**Short problem 1:**
Answer these questions using the thread about R and RStudio with Docker versus Binder, one answer per line.
(a) Which packages does the original poster say they are mostly interested in?
(b) What two problems does the poster report with using RStudio online?
(c) According to the reply, what is the first linked example for?
**Short problem 2:** Continue the thread about running R and RStudio with Docker or Binder, picking up after its final sentence.

**Reading passage:**
══════════════════════════════

R and Rstudio Docker vs Binder - r

My problem is that I can't use R-studio at my work place as the IT does not support it . I want to use R and R-studio that installed on my personnel laptop on my company laptop ( using a modern browser which is behind firewall ) . Some of the options I am thinking of two two things
should I need to build a docker for R and R-studio (I see base images are already available) , I am mostly interested in basic R , Dplyr (haven ,xporter, and Reticulate ) packages .
Should I have to use a binder . I am not technical person and my programming skills are very limited can any one suggest me way .
What exactly are the difference between using Docker option vs Binder ?
I know I can use R-Studio online and get my work done but with the new paid account I am running out of project hours and very slow sometimes . Thanks in advance

Here are some examples beyond the modern RStudio MyBinder example:
https://github.com/fomightez/pythonista_skewedf
https://github.com/fomightez/r_phylogenetics_worshop
https://github.com/fomightez/chapter7/tree/master/binder
The modern RStudio MyBinder example has been set as a template on GitHub so you can use
The first one is for a special use of a package not on conda. And I started that one from square one.

══════════════════════════════

**Extracted material:**
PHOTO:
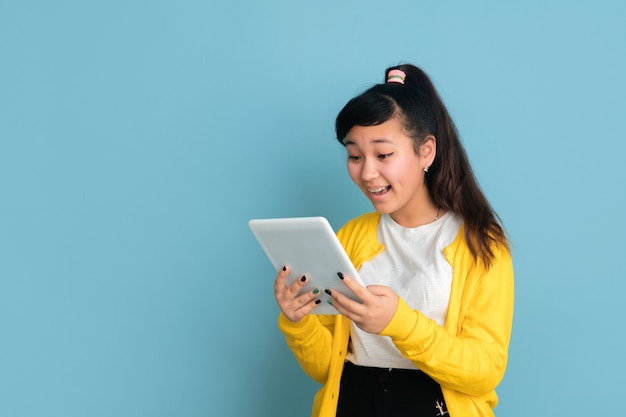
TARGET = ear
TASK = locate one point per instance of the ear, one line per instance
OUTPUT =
(428, 150)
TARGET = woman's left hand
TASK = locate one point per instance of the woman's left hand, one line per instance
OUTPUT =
(378, 305)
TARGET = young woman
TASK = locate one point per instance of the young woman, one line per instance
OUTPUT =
(431, 335)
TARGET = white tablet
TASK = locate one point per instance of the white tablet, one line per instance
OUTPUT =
(309, 246)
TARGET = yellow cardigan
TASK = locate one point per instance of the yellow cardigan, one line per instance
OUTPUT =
(467, 356)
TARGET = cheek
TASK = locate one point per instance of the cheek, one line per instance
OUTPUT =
(354, 173)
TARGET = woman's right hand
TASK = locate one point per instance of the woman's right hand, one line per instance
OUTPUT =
(293, 306)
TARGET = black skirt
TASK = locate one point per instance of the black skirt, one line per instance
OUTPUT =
(384, 392)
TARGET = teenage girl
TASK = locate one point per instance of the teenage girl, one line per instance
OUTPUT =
(431, 335)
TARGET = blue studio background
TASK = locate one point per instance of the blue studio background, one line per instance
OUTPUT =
(137, 138)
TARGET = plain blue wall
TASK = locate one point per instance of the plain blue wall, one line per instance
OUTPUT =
(137, 138)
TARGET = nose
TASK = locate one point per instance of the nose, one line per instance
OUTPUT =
(368, 170)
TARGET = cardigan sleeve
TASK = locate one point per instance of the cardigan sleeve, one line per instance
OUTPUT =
(311, 341)
(470, 355)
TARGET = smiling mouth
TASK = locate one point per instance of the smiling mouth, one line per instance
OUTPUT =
(379, 191)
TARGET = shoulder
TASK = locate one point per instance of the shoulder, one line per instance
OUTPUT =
(361, 224)
(359, 238)
(460, 256)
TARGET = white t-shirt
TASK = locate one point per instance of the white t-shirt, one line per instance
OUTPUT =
(414, 267)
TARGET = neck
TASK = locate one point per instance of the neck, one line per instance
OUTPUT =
(427, 214)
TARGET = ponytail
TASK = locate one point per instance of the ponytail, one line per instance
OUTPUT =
(410, 94)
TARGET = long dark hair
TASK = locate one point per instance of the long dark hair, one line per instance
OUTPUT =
(450, 179)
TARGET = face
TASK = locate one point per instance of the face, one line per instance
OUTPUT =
(383, 163)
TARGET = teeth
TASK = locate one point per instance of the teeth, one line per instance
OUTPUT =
(377, 190)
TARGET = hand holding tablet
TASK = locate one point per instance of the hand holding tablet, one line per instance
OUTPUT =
(309, 247)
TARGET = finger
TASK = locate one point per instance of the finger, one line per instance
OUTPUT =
(310, 306)
(380, 290)
(298, 284)
(360, 291)
(280, 283)
(345, 305)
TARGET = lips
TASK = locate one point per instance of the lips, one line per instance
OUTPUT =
(378, 190)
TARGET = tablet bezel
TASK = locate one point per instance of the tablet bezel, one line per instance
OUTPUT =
(309, 246)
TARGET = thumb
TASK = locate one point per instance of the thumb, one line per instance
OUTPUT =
(380, 290)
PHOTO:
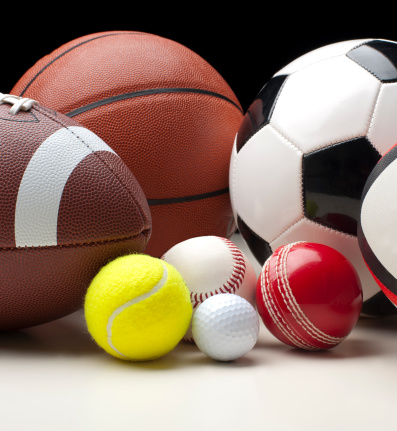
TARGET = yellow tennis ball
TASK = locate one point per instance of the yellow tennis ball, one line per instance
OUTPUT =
(137, 307)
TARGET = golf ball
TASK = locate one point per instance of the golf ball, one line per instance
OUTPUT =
(225, 327)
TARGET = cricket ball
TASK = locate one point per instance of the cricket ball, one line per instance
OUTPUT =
(309, 295)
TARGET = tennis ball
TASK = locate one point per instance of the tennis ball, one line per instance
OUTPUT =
(137, 307)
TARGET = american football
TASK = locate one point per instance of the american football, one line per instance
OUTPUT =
(68, 206)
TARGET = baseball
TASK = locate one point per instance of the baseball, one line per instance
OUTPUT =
(211, 265)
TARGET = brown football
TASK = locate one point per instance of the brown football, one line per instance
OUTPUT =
(68, 206)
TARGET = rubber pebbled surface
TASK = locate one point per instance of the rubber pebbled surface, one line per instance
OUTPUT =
(177, 143)
(102, 213)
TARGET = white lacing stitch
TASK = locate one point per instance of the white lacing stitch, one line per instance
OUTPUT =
(18, 103)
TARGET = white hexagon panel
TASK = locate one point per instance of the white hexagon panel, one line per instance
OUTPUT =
(306, 146)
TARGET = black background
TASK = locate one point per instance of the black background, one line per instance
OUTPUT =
(245, 43)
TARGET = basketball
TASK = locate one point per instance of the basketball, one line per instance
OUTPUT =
(164, 110)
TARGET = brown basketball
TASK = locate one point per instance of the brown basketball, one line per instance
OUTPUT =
(68, 206)
(164, 110)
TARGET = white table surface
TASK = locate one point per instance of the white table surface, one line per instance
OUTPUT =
(54, 377)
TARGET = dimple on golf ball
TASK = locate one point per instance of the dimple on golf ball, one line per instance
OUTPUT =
(225, 327)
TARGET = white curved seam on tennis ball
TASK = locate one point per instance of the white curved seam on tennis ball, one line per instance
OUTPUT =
(44, 180)
(133, 301)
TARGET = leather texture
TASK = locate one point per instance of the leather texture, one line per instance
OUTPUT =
(69, 205)
(164, 110)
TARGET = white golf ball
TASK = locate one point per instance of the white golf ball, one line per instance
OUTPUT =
(225, 327)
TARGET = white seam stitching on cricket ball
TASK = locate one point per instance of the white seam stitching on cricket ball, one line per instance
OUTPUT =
(296, 310)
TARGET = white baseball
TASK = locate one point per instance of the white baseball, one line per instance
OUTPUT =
(211, 265)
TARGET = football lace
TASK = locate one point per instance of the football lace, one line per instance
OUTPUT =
(18, 103)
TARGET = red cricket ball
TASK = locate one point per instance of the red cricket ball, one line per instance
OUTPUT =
(309, 295)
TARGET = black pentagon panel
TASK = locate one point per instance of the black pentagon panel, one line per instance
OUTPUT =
(379, 302)
(377, 269)
(333, 181)
(258, 246)
(378, 57)
(260, 111)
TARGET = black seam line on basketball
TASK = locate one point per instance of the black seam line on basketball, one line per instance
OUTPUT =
(153, 202)
(21, 249)
(68, 50)
(94, 153)
(148, 92)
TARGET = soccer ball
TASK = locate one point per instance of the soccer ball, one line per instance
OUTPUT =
(306, 146)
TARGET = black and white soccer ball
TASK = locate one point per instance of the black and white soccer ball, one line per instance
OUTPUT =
(306, 146)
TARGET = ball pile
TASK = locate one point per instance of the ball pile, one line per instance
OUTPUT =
(303, 188)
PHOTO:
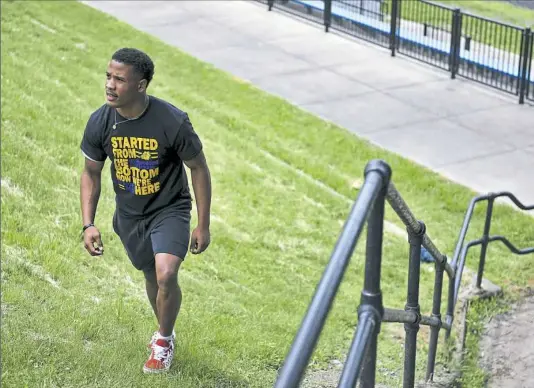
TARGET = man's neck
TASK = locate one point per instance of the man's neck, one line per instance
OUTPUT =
(135, 109)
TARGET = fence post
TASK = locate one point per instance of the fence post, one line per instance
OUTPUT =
(456, 38)
(371, 299)
(412, 304)
(393, 30)
(485, 241)
(436, 313)
(327, 14)
(524, 64)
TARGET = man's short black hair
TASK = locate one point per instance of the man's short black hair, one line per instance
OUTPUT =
(140, 61)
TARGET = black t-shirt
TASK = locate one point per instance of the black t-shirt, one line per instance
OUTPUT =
(146, 156)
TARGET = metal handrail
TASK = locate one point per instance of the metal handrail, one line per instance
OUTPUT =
(361, 358)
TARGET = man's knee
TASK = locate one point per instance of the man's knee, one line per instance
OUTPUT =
(150, 276)
(167, 270)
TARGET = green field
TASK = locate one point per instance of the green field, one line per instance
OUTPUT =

══════════════════════════════

**Exercise response 1:**
(a) Basic R and dplyr, along with haven, xporter, and reticulate.
(b) With the new paid account they are running out of project hours, and it is sometimes very slow.
(c) It is for a special use of a package that is not on conda.

**Exercise response 2:**
The other two were converted from content by others to aid in making them Binder-ready.
You essentially list everything you need from conda in the environment.yml along with the appropriate channels. If you need special stuff not on conda, you need the other configuration files included there.
Getting everything working can take some iterations on adding things, letting the image get built, and testing your libraries are available. Although you seem to think your situation is not overly complex.
The binder launch badges you see are just images where you modify the URL to point the MyBinder federation site at your repository. Look at the URL and you should see the pattern where you put studio at the end of the URL pointing at your repo. The form at MyBinder.org site can help with this; however, most often it is easier to just adapt a working launch badge's code copied from elsewhere. The form isn't set up at this time for making the URLs for launching to RStudio.
Download anything useful your create in a running session. The sessions timeout after 10 minutes, although RStudio usually keeps them active.
Lack of Persistence and limited memory, storage, & power can be drawbacks. The inherent reproducibility and portability are advantages.
MyBinder.org doesn't work with private repos. If you have code you don't want to share, you can upload it to the temporary session, using the repo for specifying the environment. You could host a private binderhub that does allow the use of private git repositories; however, that is probably overkill for your use case and exceed your ability level at this time.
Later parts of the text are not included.